● Text:
▼▼▼
I cooked my first batch of bugs.
Not lobsters. Although New Englanders playfully refer to lobsters as “bugs.”
I cooked terrestrial arthropods, not the more culinary-acceptable aquatic arthropod.
I decided to start my insect-cooking journey with the wax moth tacos popularized by the Don Bugito food cart in San Francisco and featured in Daniella Martin’s awesome entomophagy treatise, Edible: An Adventure into the World of Eating Insects and the Last Great Hope to Save the Planet.
First, I had to figure out where to get the bugs to eat.
I figured it would be the same place you would get bugs to feed a pet lizard.
It’s weird to think of a grocery run to Petsmart. I’ve never had a lizard—or anything—to buy bugs for. I decided to call ahead.
I called PetSmart on the west side and was connected with live reptile department. I asked, “Do you have waxworms?”
The Petsmart guy says, “Let me see.” He puts me on hold. 3 minutes pass. I’m weirdly giddy. He returns, “Yes”
▲▲▲
Please continue the insect-cooking story from the point where the PetSmart employee answers "Yes". The items that come next have no connection to the insect-cooking story.

● Data to examine:
▼▼▼
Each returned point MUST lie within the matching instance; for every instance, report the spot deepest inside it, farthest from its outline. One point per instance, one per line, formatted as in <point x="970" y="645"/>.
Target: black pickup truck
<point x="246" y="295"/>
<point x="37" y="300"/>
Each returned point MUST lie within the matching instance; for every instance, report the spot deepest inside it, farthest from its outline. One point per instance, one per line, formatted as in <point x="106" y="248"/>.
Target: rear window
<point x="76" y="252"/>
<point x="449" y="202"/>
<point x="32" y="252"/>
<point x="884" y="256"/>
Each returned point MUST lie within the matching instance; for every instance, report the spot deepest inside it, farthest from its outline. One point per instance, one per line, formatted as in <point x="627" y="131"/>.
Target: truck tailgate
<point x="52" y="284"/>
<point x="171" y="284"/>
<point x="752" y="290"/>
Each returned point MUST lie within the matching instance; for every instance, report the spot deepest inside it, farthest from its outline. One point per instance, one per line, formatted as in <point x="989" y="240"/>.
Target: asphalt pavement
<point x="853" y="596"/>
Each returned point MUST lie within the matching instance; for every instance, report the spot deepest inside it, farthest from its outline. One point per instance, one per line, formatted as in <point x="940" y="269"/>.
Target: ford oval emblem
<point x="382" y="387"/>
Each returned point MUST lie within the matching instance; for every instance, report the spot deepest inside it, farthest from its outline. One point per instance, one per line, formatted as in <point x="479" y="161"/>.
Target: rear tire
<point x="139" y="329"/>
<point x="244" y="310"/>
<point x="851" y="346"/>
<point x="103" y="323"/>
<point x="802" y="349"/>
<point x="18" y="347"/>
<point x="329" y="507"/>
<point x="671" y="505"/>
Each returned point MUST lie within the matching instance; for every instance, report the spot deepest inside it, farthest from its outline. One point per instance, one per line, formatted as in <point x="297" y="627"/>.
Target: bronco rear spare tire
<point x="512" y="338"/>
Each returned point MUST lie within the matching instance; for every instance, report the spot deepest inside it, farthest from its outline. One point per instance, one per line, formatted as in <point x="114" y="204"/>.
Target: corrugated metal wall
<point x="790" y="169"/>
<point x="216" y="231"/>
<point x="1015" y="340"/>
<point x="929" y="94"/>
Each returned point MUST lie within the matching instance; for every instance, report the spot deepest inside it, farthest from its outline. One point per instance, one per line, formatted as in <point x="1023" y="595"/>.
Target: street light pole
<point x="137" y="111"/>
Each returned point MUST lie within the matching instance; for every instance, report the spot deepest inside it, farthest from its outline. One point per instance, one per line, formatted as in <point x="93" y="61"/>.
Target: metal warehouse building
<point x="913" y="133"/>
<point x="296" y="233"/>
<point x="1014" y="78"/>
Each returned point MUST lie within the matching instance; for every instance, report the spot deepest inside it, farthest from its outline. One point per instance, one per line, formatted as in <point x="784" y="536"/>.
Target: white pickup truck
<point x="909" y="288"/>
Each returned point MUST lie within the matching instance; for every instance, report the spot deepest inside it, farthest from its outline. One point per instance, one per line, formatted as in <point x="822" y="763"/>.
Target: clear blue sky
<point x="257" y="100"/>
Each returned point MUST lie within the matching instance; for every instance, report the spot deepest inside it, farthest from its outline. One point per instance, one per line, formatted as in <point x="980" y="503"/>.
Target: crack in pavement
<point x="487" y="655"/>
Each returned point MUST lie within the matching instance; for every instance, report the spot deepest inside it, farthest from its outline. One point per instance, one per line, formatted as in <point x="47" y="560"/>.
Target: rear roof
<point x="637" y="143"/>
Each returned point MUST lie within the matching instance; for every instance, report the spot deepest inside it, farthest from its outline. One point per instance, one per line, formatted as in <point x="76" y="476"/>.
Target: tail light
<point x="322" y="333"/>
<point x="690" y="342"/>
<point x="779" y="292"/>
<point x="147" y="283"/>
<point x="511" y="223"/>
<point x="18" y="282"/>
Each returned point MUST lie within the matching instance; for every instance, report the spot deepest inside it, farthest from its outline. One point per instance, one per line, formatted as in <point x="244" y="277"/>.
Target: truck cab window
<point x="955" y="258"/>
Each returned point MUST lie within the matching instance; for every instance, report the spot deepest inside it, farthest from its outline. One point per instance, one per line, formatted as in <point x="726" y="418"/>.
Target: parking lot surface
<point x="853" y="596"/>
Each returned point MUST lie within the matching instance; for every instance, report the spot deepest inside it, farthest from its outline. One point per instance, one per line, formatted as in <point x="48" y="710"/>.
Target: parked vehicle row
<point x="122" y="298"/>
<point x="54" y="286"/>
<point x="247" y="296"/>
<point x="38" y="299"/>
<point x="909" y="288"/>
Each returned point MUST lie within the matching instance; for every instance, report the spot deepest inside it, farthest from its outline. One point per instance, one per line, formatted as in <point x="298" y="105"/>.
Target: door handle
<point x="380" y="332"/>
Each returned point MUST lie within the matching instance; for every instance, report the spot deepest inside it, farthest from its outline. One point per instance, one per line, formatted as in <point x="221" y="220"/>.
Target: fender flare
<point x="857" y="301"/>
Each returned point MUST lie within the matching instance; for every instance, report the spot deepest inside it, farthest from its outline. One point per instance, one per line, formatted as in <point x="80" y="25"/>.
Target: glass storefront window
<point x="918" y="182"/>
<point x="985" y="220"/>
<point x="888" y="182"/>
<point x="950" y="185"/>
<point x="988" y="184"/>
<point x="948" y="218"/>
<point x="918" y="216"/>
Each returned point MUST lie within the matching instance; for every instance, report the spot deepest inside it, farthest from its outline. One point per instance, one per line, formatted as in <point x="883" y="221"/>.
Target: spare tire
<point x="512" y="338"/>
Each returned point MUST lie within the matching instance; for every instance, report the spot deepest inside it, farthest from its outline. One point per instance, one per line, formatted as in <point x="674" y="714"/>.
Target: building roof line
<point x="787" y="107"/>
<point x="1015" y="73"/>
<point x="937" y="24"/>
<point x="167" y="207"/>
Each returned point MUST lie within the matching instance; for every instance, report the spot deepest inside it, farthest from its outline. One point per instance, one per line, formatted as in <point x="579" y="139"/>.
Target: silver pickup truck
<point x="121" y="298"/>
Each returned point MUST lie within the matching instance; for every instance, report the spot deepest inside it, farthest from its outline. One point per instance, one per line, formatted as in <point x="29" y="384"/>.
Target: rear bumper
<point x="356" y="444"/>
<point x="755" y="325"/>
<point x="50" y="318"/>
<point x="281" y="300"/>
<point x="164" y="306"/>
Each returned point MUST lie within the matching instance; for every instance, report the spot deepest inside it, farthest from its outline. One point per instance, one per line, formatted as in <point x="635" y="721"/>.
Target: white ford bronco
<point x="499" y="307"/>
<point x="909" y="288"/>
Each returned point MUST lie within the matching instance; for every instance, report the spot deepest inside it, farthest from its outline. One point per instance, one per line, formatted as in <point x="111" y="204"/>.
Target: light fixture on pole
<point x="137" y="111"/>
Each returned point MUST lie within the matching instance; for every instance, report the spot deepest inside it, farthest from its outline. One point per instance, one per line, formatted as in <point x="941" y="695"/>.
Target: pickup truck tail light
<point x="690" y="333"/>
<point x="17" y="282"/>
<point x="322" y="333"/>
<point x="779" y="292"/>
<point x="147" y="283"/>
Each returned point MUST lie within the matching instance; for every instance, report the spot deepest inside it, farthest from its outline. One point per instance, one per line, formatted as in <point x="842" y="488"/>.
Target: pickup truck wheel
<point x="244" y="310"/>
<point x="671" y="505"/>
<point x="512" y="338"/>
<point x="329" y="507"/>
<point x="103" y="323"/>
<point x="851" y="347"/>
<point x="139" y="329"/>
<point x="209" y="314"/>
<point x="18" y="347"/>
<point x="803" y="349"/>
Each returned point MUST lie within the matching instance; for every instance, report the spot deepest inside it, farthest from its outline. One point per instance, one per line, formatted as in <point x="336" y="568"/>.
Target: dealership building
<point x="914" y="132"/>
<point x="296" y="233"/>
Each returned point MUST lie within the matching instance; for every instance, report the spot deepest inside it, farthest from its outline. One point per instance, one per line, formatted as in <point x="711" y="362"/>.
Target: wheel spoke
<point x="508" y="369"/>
▲▲▲
▼▼▼
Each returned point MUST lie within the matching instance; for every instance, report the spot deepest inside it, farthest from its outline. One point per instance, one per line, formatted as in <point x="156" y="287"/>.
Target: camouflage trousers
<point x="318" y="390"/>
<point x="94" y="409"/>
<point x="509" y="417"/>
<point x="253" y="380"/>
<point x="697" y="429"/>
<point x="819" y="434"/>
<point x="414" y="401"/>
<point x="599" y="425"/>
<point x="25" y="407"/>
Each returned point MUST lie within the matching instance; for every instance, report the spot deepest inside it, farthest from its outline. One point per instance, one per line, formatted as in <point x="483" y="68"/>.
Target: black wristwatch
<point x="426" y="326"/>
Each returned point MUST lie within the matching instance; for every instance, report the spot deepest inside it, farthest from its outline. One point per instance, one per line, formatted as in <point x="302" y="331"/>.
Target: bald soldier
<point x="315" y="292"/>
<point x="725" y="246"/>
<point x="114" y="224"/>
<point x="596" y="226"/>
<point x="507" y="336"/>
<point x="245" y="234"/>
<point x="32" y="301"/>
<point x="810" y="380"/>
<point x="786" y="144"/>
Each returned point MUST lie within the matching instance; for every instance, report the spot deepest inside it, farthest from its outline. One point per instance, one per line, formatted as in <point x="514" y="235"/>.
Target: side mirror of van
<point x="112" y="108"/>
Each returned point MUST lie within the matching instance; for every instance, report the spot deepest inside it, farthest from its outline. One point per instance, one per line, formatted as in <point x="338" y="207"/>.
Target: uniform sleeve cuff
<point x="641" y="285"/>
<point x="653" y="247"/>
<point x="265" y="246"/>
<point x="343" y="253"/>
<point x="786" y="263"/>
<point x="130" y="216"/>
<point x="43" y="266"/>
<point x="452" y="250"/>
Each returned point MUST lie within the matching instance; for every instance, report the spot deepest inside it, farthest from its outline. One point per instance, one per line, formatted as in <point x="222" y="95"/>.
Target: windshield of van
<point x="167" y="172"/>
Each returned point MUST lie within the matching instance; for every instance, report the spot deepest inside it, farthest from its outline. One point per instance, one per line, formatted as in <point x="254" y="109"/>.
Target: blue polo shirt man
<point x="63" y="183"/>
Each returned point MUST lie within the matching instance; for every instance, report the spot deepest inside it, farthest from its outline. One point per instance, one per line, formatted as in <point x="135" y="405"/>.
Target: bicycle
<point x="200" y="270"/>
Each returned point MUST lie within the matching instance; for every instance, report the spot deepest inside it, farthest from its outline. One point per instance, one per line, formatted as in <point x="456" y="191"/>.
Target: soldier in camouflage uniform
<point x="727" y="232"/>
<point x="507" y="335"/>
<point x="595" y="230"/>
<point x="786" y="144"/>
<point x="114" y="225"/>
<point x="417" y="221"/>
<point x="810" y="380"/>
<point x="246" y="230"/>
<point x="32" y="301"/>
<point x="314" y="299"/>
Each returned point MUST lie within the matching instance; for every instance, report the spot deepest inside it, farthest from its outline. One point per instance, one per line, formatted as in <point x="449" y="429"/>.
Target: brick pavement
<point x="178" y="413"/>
▲▲▲
● Answer to the exercise:
I ask, “Are they alive?”
He says, “Yes.”
I ask, “Are they wax moth larvae?”
Hey says, “I don’t know. It just says ‘waxworms.’ What do you want them for?”
“Um… for an iguana,” I lie.
“Iguanas don’t eat waxworms. They should only be eating apples. You should not be feeding your iguana waxworms.”
At this point, I should hang up. But I can’t help defending my treatment of this non-existent iguana. I dig in deeper, “Oh, I don’t know what kind of lizard it is yet. It’s a gift.”
He responds with preachy helpfulness, “Well, you shouldn’t start with an iguana for a beginner. Iguanas or chameleons, no way. There are many other lizards that are much better to start out with. I have 18 years experience handling lizards. I can set you up properly. Why don’t you come in. I’m here till 8“
“Okay,” I lie. And hang up.
I realize I’m going to have to go in. To avoid Overzealous Lizard Man, I go to the Petsmart on the other side of town.
It’s an easy enough transaction. I am careful not to ask questions.
David George Gordon’s Eat-A-Bug Cookbook suggests freezing the waxworms over night to humanely kill them and any bacteria. I freeze them for 3 days just to be sure. Plus, I’m not eager to do this. Despite all the reasons I’ve accumulated as a pre-emptive self-persuasion to eat bugs, I’m still beholden to my culturally-constructed food avoidance. Plus, it seems a little different to actually have to cook them.
Nonetheless, here’s my journey…
STEP 1: Poured a strong drink.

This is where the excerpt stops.